* _Exercise_
Rewrite the records starting at the line containing "the man's hand" and ending at the line containing "point(139, 88)", keeping every line. Add -71 to each coordinate in the answer points, and leave the requests and their sample points unchanged.

[Pointing dataset records]
* begin *
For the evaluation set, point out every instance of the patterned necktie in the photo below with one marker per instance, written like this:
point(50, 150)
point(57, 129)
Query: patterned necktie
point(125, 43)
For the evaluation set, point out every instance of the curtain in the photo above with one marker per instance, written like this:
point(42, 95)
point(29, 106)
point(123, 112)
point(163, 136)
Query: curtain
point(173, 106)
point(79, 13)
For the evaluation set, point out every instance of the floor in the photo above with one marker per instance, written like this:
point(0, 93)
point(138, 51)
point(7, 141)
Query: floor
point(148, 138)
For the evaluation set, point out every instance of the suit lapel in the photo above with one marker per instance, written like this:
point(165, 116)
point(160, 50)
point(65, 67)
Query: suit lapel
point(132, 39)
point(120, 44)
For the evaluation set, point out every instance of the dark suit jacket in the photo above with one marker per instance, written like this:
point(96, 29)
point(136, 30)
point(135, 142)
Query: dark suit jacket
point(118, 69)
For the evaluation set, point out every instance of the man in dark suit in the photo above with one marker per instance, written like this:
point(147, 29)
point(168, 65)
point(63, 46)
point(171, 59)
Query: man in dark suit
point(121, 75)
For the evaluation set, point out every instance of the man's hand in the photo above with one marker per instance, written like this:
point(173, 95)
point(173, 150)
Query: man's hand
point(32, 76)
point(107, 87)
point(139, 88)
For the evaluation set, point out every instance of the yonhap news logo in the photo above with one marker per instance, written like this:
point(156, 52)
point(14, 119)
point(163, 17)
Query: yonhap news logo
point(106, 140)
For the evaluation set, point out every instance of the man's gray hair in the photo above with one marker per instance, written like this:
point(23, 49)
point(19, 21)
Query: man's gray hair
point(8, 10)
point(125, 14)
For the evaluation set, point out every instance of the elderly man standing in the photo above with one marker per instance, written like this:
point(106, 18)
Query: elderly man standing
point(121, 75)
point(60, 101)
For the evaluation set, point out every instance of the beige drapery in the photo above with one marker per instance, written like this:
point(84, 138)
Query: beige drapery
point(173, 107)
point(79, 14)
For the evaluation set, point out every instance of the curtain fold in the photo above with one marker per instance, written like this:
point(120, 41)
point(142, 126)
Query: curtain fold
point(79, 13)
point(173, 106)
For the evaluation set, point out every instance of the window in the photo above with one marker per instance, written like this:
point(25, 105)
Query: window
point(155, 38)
* end *
* _Solved exercise_
For the evaluation set, point out every instance of the man's hand in the photo above with one marker per instance, written like this:
point(173, 95)
point(173, 150)
Query: man's hand
point(-39, 5)
point(36, 16)
point(68, 17)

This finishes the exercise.